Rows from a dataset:
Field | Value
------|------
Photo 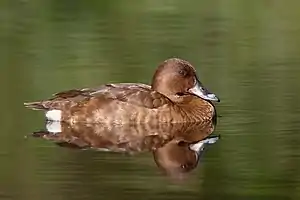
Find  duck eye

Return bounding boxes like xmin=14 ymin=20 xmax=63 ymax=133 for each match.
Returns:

— TASK —
Please copy out every line of all the records above word for word, leaving the pictures out of your answer.

— TASK SOLUTION —
Field | Value
------|------
Photo 
Find  duck eye

Return bounding boxes like xmin=14 ymin=20 xmax=63 ymax=133 for each match.
Returns:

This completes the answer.